What is required:
Lines holding the word "flamingo" in the following material must be counted; give only the resulting number.

Source data:
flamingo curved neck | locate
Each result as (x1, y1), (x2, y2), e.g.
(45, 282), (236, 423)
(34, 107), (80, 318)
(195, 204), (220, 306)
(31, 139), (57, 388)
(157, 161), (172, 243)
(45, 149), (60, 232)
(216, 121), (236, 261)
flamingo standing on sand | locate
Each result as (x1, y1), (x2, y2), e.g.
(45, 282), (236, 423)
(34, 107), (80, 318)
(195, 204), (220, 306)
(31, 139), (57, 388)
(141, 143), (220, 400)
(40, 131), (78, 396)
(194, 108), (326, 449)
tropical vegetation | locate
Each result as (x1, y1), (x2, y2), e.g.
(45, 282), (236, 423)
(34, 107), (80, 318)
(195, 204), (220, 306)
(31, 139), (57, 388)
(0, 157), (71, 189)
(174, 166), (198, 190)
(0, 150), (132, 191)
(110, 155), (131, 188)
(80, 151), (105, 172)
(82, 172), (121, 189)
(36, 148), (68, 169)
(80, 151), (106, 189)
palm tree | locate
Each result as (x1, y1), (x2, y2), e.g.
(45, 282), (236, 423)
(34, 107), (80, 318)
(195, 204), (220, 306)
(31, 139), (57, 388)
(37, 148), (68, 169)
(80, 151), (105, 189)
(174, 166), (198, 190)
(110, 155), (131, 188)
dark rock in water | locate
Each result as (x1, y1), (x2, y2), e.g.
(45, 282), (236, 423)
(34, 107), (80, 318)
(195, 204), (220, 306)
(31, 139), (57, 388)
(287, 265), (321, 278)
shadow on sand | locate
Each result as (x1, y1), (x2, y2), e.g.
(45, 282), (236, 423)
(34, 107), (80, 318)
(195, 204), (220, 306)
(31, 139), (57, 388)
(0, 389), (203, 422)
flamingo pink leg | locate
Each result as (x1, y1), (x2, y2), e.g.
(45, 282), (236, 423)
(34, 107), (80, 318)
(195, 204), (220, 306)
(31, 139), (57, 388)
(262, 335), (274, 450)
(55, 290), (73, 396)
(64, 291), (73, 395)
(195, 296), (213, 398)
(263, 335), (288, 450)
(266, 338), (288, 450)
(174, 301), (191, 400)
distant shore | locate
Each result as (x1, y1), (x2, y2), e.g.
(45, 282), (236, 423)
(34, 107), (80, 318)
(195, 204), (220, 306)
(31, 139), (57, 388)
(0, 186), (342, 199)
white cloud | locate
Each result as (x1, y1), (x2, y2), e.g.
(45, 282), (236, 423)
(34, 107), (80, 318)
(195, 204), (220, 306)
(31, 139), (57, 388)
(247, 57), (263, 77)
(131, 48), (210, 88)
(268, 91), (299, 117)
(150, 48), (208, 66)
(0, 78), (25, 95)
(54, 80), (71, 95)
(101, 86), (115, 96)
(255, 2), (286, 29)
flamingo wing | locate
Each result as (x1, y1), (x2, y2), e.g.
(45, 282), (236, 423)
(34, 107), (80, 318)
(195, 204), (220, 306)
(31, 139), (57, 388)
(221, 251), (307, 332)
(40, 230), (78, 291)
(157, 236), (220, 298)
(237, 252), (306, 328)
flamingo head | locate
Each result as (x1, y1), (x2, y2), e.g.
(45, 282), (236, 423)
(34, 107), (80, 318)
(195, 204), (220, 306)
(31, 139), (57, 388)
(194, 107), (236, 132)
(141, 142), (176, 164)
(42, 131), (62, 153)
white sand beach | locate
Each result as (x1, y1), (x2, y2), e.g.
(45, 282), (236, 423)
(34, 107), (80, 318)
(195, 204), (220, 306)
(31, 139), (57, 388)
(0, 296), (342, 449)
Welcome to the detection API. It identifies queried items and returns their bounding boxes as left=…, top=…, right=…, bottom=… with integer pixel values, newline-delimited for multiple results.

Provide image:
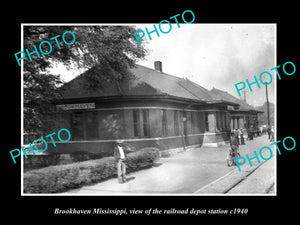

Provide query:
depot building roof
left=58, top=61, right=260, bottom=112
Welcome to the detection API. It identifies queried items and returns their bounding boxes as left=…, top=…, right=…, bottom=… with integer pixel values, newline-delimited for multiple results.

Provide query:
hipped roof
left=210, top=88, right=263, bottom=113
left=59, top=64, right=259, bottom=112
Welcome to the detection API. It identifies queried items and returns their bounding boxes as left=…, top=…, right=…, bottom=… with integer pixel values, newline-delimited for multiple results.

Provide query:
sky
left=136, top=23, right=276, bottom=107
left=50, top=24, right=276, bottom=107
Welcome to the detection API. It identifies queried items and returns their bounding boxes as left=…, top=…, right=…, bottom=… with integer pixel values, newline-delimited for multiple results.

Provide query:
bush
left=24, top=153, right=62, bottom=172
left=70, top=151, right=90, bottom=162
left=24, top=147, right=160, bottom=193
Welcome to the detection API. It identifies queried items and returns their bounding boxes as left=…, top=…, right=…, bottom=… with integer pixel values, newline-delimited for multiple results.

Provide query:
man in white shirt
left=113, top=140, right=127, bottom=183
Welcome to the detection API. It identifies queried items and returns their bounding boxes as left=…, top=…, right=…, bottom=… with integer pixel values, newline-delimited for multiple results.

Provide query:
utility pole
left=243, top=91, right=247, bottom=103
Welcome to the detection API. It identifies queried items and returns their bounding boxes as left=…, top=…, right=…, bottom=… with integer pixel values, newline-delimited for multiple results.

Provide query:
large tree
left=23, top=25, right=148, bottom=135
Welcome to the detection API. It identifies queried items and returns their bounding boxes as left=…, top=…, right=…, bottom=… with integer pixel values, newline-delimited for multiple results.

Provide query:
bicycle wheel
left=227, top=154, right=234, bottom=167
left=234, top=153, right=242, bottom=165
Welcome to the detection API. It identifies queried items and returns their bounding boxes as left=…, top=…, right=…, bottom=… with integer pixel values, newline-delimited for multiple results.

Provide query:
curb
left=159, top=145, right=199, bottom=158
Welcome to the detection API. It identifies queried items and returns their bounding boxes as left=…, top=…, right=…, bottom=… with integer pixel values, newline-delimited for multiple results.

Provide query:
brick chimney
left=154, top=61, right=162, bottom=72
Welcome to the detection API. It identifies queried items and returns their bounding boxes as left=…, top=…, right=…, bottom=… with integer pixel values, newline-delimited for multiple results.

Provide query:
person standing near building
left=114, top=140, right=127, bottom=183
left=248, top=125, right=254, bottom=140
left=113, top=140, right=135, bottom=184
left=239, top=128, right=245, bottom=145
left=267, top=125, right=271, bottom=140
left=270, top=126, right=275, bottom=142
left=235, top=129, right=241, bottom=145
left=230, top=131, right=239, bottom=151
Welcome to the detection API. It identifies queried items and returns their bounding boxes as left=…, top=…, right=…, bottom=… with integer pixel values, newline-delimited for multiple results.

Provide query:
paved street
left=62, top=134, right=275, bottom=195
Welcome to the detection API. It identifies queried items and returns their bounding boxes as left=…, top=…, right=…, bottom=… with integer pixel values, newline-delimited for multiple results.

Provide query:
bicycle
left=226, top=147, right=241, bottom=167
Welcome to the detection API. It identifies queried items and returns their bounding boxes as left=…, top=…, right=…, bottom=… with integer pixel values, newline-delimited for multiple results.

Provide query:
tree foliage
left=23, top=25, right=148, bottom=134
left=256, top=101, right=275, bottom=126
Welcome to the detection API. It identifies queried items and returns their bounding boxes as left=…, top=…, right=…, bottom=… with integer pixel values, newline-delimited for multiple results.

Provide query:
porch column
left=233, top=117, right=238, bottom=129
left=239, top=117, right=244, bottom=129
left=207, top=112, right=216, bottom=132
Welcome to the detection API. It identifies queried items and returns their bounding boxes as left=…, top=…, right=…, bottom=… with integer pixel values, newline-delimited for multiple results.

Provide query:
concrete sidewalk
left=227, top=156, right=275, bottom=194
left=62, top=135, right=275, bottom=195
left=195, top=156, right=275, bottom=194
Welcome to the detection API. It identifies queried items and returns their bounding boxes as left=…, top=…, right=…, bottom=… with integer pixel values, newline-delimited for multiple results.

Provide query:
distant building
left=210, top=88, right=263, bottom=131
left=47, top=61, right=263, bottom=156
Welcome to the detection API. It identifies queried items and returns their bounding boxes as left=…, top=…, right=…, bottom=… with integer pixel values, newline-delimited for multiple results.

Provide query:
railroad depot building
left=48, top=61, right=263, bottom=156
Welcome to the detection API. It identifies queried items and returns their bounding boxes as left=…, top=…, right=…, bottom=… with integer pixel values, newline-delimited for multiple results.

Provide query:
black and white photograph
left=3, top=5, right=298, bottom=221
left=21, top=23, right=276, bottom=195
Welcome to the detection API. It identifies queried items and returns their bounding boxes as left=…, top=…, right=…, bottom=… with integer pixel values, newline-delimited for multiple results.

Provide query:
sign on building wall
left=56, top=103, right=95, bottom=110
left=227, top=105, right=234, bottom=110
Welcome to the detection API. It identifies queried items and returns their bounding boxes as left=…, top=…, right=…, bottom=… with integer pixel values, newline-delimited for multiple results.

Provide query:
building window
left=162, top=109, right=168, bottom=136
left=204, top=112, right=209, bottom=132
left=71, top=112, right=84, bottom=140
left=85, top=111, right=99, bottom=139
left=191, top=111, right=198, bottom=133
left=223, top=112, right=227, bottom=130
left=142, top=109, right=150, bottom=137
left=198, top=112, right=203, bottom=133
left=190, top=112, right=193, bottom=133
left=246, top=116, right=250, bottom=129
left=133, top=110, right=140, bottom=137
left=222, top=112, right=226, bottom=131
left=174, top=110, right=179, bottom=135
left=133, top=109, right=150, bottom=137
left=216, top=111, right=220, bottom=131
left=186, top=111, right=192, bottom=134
--
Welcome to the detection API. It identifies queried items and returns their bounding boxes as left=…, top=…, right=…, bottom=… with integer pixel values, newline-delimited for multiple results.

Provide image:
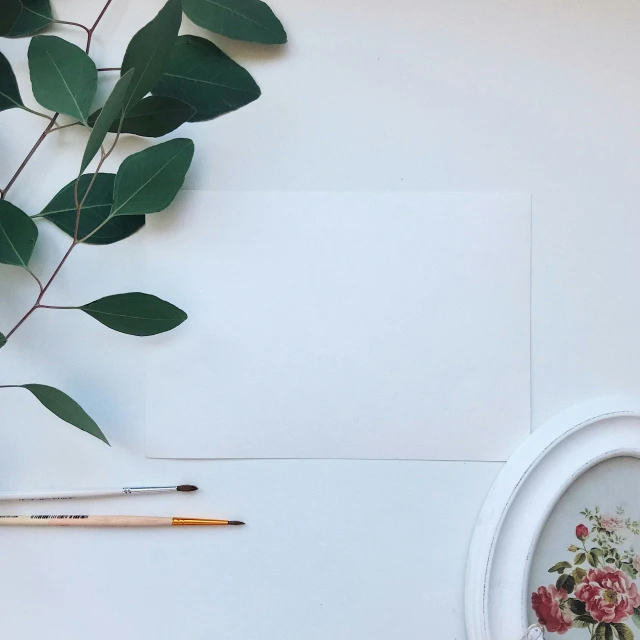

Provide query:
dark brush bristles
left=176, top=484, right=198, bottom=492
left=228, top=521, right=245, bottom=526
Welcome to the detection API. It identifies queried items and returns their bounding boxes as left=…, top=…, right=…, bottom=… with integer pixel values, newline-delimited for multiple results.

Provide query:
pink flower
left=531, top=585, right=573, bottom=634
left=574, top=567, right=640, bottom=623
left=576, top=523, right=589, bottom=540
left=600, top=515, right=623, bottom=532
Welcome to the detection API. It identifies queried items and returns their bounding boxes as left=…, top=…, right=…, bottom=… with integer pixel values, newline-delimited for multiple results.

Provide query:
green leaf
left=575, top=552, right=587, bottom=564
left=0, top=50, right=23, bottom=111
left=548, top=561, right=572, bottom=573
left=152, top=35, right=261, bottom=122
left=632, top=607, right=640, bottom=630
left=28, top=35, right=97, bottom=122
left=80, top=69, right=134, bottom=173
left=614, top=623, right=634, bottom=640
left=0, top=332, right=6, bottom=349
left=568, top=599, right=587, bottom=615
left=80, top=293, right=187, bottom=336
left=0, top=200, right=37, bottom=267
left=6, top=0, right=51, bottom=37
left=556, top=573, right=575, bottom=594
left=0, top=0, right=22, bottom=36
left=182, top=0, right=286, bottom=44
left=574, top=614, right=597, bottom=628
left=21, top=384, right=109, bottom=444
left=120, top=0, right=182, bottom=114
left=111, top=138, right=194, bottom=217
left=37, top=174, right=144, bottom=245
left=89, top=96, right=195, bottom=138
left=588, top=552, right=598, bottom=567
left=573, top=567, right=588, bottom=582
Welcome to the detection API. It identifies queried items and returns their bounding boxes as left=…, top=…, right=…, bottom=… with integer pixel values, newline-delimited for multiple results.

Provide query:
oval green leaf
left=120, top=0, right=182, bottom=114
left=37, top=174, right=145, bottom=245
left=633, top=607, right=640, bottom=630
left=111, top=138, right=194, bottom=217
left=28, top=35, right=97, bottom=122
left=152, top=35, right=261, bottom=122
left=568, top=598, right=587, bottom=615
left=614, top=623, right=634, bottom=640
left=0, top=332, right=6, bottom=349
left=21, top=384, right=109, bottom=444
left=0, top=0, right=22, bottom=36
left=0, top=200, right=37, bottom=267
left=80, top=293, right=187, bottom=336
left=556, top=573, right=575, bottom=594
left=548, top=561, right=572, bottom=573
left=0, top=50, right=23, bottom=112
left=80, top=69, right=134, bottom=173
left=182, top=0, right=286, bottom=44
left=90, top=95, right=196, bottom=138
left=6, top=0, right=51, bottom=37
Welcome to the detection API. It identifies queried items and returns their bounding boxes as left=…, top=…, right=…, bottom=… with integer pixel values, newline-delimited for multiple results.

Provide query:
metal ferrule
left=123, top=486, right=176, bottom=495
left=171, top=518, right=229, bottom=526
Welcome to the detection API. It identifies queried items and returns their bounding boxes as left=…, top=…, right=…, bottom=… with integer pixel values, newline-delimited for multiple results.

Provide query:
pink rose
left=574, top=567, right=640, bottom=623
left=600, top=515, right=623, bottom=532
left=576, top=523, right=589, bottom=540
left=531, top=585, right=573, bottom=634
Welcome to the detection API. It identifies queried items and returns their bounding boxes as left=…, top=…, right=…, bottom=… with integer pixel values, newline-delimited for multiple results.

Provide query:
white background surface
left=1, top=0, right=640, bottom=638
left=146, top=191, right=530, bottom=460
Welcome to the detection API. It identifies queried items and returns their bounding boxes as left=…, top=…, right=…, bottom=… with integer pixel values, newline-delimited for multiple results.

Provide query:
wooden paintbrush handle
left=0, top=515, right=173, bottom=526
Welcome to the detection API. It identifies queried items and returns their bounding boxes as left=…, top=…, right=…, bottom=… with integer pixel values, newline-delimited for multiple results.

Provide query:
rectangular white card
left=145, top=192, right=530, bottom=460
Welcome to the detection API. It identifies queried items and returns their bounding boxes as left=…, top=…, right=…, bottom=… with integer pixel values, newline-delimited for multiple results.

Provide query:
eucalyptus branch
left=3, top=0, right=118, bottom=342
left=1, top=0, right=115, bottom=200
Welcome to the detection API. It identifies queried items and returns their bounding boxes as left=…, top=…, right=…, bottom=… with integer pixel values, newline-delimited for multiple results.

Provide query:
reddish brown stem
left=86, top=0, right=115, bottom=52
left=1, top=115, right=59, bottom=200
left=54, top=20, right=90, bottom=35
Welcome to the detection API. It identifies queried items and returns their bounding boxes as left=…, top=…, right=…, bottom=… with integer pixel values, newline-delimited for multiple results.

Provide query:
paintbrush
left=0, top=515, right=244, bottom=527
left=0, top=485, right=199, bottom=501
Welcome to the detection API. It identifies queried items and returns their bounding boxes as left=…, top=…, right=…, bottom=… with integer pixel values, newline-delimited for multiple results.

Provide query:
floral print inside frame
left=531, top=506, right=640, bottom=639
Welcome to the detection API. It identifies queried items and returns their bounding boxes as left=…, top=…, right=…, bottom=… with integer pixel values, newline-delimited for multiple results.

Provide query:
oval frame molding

Result:
5